Provided data

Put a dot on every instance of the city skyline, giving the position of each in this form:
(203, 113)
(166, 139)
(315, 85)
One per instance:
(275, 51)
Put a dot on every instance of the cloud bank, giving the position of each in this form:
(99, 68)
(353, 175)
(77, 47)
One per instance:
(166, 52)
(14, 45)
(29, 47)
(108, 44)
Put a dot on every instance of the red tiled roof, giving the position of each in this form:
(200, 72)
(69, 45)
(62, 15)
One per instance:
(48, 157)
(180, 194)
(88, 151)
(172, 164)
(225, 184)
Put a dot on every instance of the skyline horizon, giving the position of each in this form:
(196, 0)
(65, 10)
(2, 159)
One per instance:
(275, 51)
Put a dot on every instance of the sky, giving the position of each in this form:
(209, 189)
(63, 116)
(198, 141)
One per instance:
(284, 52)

What needs to be done
Can you write out every line of the data above again, adding 131 to each coordinate in the answers and leaving the sample coordinates as they are?

Correct output
Put a dot on every instance of the city skyline, giving the position of each in this form:
(203, 113)
(166, 139)
(315, 85)
One per instance:
(406, 182)
Put a dot on every instance of the cloud bank, giving the position of each in this form:
(99, 68)
(353, 175)
(77, 47)
One per instance:
(297, 183)
(145, 176)
(160, 178)
(239, 175)
Put a dot on every instance of the red tiled roof, giving the position of each in this form:
(200, 72)
(69, 45)
(62, 15)
One per instance:
(179, 288)
(311, 325)
(219, 282)
(303, 295)
(356, 315)
Put a dot on every instance of the skyline horizon, giving the position of each in this form:
(196, 0)
(65, 10)
(2, 159)
One per instance:
(406, 182)
Put a dot on every instance of the sky, giving the position of each in this form:
(209, 189)
(63, 116)
(198, 141)
One per instance:
(415, 183)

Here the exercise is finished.